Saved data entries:
——

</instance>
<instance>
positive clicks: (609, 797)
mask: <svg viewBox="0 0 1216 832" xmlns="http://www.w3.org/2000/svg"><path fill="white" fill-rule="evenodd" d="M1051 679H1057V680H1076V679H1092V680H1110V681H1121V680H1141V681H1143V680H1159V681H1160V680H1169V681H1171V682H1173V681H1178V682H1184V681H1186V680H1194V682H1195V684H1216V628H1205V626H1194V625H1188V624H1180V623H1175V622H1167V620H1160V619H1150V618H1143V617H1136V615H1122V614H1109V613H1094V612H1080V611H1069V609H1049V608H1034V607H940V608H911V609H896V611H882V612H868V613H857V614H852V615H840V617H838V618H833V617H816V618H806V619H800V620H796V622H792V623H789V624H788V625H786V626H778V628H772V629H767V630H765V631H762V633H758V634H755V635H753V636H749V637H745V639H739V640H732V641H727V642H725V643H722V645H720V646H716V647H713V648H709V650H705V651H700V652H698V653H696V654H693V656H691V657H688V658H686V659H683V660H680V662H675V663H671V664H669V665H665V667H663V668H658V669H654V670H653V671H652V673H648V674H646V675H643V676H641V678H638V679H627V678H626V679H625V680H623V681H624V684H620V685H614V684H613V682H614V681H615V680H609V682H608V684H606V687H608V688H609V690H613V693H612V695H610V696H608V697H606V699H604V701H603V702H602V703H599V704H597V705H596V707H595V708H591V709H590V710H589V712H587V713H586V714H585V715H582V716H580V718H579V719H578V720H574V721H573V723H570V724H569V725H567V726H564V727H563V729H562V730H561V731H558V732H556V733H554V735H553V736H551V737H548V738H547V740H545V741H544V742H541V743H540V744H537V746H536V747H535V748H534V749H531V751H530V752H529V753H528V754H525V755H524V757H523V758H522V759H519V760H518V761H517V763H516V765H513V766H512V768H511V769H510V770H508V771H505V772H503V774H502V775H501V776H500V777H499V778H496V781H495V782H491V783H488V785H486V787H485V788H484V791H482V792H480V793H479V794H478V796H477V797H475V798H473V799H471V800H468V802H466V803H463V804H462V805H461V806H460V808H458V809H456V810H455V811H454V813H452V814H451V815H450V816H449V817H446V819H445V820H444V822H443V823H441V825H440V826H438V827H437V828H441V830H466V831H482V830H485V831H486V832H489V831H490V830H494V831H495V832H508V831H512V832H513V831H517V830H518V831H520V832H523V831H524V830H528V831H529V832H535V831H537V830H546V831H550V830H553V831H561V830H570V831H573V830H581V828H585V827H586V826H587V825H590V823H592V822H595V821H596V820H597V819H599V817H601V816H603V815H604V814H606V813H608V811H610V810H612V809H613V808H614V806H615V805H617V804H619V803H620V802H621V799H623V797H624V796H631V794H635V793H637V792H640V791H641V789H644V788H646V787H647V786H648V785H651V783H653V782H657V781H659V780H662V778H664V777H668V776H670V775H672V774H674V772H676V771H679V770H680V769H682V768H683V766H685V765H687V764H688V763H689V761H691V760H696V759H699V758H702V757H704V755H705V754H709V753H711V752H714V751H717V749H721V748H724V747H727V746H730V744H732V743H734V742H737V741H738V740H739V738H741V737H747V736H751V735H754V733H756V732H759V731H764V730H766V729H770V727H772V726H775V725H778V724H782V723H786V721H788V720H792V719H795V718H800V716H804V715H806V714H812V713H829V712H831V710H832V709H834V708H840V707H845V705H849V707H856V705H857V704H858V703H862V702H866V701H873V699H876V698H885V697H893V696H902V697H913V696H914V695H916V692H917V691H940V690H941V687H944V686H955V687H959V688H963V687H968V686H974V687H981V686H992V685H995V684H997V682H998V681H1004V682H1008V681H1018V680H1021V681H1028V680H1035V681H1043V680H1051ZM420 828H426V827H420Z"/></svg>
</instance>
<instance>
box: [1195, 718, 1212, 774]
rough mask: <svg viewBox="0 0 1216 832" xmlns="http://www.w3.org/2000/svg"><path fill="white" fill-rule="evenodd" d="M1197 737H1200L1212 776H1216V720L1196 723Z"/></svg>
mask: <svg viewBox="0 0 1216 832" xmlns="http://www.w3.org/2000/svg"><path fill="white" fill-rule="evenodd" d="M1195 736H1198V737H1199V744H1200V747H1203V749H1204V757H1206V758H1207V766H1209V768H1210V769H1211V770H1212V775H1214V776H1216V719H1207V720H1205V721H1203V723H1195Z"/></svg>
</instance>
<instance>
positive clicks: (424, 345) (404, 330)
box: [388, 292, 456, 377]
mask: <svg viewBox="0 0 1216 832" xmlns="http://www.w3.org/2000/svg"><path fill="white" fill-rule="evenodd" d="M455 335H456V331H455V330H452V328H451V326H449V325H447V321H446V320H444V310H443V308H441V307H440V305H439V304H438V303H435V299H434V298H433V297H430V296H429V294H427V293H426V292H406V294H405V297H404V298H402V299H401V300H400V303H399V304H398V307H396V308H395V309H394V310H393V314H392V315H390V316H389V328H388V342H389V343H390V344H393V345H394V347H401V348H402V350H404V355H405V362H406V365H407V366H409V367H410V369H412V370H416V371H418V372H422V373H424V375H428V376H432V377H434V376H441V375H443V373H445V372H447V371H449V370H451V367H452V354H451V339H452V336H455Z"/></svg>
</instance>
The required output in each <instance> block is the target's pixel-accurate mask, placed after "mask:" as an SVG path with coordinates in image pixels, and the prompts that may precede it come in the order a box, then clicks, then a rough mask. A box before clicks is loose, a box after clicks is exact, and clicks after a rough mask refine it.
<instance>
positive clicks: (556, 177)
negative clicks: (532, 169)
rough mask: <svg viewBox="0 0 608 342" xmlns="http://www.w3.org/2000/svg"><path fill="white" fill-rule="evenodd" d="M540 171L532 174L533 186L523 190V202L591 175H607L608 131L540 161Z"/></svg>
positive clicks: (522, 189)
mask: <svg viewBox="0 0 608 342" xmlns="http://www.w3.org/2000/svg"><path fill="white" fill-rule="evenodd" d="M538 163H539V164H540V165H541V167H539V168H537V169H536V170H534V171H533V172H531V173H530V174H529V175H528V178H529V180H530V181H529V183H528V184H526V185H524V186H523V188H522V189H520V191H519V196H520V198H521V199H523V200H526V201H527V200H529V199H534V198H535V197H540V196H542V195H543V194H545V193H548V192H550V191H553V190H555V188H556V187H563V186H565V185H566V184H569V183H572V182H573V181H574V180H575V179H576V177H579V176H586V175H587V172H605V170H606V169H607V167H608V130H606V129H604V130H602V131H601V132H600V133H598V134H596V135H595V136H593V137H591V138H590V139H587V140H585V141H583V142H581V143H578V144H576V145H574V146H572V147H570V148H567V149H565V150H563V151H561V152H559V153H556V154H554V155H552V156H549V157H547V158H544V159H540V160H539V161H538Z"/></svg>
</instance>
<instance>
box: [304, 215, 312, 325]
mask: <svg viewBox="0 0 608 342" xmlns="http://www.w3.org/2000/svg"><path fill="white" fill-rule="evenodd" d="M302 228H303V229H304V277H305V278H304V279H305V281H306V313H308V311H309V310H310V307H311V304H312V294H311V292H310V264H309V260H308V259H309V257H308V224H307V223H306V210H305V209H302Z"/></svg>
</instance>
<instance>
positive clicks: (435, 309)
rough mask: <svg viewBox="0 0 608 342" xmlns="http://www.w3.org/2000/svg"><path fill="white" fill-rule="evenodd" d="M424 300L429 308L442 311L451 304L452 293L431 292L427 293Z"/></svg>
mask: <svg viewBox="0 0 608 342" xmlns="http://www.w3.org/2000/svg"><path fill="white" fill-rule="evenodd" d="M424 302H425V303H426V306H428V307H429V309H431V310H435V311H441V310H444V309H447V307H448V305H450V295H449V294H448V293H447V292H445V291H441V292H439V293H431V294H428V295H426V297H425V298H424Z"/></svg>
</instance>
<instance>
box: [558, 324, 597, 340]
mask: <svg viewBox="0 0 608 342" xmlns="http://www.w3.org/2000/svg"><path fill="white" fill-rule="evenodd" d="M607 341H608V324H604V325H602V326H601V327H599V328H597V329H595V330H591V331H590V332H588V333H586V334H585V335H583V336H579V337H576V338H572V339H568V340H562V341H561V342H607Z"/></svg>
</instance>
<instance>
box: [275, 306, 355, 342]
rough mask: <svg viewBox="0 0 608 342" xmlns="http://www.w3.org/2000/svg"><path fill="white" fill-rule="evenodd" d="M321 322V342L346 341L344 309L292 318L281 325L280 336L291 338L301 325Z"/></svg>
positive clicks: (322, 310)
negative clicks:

——

(What you need to do)
From the entries above, copy out every line where the string "negative" appears.

(Reply to the exercise)
negative clicks: (532, 169)
negative clicks:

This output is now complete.